* _Cosa serve_
Ricopia per intero il brano sulla campagna referendaria, senza cambiare nulla.

* _Brano riportato_

::::::

In questa campagna referendaria abbiamo sentito di tutto. I toni sono stati quelli apocalittici dei momenti spartiacque e delle “scelte definitive”. Il tutto – nella tradizione della classica comunicazione manichea italiana – è stato notevolmente amplificato dalla diffusione di messaggi e contenuti via web e social network.
È stato detto che in caso di vittoria del NO: gli ospedali sarebbero stati chiusi, otto banche sarebbero fallite, le farmacie prese d’assalto, deriva autoritaria, impossibili nuove riforme, mafiosi impuniti perché nominati senatori, Italia fuori dall’euro, sangue infetto negli ospedali, debito pubblico fuori controllo, interessi alle stelle, ma anche “fase nuova della politica”, riforme vere, più democrazia, meno immigrati, basta con la sottomissione all’Europa.
È stato detto che in caso di vittoria del SI: PIL alle stelle, più occupazione, banche salve, Italia veloce, 500miliardi (poi diventati milioni) di risparmio ogni anno, ma anche che si sarebbero evitate ogni genere di sciagure, manco fossimo alle porte delle piaghe d’Egitto.
Abbiamo visto ogni genere di “compagnie di viaggio”: sul fronte del NO Travaglio ineditamente con Berlusconi e Brunetta, Grillo (la cosa sorprende meno) con Casa Pound e Forza Nuova, e tutti assieme a Marco Rizzo del PCI, la Lega Nord di Salvini e Fratelli d’Italia, con ANPI e qualcuno del Pd che non ha fatto mancare la sua adesione.

::::::

Righe del dataset sulla posizione degli oggetti:

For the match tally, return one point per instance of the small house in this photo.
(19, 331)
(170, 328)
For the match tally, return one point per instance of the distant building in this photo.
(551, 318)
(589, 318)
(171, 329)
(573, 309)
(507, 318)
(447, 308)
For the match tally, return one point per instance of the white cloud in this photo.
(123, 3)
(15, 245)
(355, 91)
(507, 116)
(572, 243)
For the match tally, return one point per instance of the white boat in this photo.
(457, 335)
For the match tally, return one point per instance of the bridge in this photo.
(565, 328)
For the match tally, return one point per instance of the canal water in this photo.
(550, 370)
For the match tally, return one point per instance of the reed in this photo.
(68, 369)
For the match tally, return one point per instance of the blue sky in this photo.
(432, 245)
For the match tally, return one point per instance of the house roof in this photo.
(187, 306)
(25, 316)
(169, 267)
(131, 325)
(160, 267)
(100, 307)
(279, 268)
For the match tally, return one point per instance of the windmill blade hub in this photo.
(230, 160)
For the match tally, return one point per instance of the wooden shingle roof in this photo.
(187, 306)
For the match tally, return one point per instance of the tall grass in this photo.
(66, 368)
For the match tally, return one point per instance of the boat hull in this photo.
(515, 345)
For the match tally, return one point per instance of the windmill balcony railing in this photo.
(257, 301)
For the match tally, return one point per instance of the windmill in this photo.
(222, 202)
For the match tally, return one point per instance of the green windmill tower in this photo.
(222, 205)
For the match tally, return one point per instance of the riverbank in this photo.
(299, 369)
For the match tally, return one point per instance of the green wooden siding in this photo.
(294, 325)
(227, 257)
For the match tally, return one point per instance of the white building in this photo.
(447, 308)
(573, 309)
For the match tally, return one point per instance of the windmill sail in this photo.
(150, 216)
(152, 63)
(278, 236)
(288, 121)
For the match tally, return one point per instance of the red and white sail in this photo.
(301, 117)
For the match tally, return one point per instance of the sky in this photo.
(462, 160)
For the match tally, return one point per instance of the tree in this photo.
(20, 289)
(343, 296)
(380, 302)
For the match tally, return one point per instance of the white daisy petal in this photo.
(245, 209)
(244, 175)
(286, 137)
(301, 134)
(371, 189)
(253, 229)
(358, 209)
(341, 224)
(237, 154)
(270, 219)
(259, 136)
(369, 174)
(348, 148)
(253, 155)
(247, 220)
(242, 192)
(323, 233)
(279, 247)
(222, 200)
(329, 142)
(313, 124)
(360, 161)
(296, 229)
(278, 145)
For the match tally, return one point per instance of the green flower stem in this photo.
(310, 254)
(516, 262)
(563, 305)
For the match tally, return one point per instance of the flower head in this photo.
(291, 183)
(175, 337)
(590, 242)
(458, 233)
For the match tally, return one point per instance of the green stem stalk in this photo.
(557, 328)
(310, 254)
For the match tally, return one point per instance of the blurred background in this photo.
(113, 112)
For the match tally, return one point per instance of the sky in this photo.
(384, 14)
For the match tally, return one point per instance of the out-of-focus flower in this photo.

::::::

* _Risultato dell'esercizio_
In questa campagna referendaria abbiamo sentito di tutto. I toni sono stati quelli apocalittici dei momenti spartiacque e delle “scelte definitive”. Il tutto – nella tradizione della classica comunicazione manichea italiana – è stato notevolmente amplificato dalla diffusione di messaggi e contenuti via web e social network.
È stato detto che in caso di vittoria del NO: gli ospedali sarebbero stati chiusi, otto banche sarebbero fallite, le farmacie prese d’assalto, deriva autoritaria, impossibili nuove riforme, mafiosi impuniti perché nominati senatori, Italia fuori dall’euro, sangue infetto negli ospedali, debito pubblico fuori controllo, interessi alle stelle, ma anche “fase nuova della politica”, riforme vere, più democrazia, meno immigrati, basta con la sottomissione all’Europa.
È stato detto che in caso di vittoria del SI: PIL alle stelle, più occupazione, banche salve, Italia veloce, 500miliardi (poi diventati milioni) di risparmio ogni anno, ma anche che si sarebbero evitate ogni genere di sciagure, manco fossimo alle porte delle piaghe d’Egitto.
Abbiamo visto ogni genere di “compagnie di viaggio”: sul fronte del NO Travaglio ineditamente con Berlusconi e Brunetta, Grillo (la cosa sorprende meno) con Casa Pound e Forza Nuova, e tutti assieme a Marco Rizzo del PCI, la Lega Nord di Salvini e Fratelli d’Italia, con ANPI e qualcuno del Pd che non ha fatto mancare la sua adesione.